EXERCISE INSTRUCTIONS: Report how many lines in the entries below contain the string "cloud". Case matters, and the reply should be the number alone.

(Position annotation records)
— START —
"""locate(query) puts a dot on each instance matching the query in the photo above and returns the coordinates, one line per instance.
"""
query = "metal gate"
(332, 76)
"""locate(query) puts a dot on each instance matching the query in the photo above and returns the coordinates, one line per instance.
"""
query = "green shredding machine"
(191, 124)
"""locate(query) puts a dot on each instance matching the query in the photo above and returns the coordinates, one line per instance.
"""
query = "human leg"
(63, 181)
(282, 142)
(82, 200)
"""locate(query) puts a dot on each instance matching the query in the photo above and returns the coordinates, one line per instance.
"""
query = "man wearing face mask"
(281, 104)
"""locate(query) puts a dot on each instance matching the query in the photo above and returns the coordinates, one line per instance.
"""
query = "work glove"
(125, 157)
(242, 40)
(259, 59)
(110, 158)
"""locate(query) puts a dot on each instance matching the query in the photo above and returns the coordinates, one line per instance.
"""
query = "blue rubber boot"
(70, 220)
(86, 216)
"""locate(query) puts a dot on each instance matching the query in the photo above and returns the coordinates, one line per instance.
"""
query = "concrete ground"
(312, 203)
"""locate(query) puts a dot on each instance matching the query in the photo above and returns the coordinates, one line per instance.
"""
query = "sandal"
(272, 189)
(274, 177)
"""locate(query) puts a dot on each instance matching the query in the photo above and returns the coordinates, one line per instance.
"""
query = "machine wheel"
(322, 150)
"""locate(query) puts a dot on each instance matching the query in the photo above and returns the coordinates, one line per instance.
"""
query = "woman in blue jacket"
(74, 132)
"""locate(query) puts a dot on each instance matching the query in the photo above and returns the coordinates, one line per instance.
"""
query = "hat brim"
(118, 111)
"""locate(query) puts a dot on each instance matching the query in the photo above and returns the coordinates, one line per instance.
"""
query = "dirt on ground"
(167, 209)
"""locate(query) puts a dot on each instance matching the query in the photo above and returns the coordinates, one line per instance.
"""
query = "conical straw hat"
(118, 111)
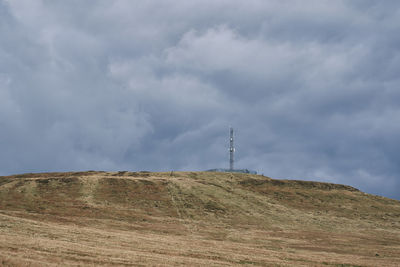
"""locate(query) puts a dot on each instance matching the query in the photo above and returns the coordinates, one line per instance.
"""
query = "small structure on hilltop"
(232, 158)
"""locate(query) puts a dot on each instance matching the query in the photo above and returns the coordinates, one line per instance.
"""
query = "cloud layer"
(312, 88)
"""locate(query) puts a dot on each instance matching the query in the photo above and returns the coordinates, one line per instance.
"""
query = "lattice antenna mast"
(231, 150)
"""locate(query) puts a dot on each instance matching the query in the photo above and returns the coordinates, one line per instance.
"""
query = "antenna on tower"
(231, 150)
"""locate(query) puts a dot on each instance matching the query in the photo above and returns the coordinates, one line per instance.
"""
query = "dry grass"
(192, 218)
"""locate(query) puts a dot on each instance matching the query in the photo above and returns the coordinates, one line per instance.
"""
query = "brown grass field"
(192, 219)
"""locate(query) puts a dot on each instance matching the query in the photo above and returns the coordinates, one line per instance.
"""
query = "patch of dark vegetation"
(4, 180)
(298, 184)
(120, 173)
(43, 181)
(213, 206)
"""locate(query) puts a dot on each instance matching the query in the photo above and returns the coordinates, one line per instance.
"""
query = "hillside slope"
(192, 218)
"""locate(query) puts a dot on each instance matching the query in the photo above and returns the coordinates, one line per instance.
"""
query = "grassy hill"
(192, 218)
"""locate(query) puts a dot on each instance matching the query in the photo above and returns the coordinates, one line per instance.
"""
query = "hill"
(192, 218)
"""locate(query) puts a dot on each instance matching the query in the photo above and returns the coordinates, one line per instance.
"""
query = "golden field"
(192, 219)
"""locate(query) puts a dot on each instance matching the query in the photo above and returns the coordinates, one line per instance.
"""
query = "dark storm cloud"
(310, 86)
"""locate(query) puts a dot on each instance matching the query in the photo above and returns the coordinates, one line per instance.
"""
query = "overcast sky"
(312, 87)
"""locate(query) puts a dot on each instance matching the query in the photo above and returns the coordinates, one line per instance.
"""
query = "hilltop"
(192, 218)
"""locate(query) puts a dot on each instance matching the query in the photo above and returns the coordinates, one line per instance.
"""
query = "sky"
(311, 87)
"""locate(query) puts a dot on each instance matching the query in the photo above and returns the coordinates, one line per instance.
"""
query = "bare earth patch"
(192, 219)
— END —
— START —
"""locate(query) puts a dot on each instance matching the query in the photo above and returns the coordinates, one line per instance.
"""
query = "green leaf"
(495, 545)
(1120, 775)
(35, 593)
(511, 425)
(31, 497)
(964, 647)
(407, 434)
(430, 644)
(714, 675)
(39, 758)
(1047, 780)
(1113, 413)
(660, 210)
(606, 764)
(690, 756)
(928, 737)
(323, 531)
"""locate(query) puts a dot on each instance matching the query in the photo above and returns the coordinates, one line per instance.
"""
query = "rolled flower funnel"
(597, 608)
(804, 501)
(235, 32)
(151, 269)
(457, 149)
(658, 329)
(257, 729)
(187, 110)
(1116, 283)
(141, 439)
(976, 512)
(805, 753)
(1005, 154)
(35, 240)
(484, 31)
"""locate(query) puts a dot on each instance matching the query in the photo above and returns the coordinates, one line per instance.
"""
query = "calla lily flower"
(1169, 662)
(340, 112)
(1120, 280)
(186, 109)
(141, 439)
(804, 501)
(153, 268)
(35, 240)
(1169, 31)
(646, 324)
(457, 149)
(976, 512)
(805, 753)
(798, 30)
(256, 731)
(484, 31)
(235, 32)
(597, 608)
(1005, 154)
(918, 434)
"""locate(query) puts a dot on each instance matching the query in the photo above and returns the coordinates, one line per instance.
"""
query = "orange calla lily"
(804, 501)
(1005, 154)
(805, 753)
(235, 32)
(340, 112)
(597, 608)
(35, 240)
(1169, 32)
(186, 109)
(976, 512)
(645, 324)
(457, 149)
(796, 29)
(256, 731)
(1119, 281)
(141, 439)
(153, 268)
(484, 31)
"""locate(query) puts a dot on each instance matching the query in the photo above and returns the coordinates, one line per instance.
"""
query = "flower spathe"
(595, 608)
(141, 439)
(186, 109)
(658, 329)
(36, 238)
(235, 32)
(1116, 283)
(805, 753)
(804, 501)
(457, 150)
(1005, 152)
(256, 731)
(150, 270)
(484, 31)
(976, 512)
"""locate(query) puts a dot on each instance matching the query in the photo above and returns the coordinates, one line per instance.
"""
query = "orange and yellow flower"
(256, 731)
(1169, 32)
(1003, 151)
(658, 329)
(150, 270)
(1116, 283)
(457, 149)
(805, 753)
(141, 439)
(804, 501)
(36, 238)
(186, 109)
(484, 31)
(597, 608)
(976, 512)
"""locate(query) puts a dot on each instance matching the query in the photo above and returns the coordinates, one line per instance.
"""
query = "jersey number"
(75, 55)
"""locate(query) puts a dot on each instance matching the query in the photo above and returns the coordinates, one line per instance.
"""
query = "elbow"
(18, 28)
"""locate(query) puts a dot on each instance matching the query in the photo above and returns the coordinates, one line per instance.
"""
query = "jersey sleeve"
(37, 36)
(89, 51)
— END —
— START —
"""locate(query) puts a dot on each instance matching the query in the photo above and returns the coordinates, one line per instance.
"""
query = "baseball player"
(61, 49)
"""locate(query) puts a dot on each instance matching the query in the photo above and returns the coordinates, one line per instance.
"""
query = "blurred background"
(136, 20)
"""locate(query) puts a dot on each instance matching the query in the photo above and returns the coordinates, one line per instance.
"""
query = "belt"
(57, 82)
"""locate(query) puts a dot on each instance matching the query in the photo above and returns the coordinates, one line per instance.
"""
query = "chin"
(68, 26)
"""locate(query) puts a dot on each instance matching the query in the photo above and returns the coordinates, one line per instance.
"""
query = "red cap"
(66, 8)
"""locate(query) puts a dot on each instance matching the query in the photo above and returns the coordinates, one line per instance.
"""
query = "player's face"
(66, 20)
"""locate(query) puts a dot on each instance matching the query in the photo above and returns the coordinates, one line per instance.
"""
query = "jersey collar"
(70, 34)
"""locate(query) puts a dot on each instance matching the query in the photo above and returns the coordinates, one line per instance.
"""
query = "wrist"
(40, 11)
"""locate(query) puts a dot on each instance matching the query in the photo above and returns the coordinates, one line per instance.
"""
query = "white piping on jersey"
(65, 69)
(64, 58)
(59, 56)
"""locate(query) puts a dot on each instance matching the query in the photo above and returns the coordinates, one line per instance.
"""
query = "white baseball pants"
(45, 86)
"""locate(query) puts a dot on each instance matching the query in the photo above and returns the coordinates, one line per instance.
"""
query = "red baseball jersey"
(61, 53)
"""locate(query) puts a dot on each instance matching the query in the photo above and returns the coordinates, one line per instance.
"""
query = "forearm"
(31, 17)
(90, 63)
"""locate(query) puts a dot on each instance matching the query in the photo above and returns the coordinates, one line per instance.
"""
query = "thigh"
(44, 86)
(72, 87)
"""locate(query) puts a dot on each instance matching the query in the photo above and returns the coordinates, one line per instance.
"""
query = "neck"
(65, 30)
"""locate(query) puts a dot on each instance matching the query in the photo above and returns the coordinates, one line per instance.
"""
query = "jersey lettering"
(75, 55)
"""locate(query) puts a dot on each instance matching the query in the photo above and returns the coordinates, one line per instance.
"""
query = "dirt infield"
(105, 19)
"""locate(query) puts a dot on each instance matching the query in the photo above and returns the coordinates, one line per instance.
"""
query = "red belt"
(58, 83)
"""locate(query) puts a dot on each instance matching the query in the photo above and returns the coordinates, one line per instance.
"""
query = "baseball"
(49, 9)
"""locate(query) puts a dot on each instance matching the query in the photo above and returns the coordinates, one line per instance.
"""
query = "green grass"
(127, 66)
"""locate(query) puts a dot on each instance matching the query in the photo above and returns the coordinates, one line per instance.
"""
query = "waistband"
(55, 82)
— END —
RESULT: 2